▶ [Written problem]
Copy out the material below line for line, leaving the pictures out of your answer.

[Named-object pointing records]

◆ ◆ ◆ ◆ ◆ ◆ ◆

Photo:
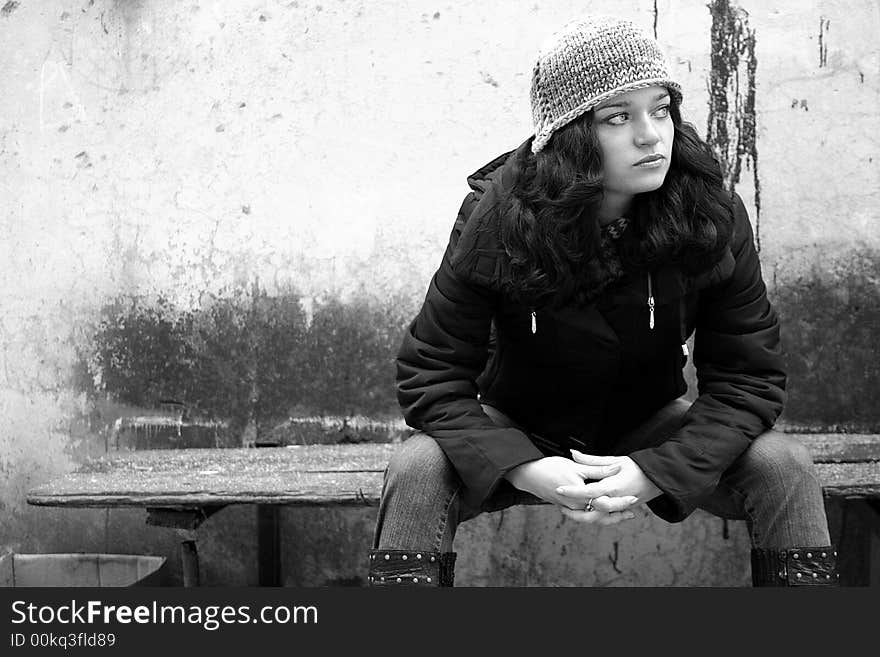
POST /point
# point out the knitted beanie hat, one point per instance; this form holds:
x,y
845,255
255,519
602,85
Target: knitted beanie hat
x,y
587,62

◆ ◆ ◆ ◆ ◆ ◆ ◆

▶ [Task solution]
Photo:
POST /point
# point out the knitted beanie hat, one point per instance; this form holds:
x,y
845,255
255,519
602,85
Target: knitted beanie hat
x,y
587,62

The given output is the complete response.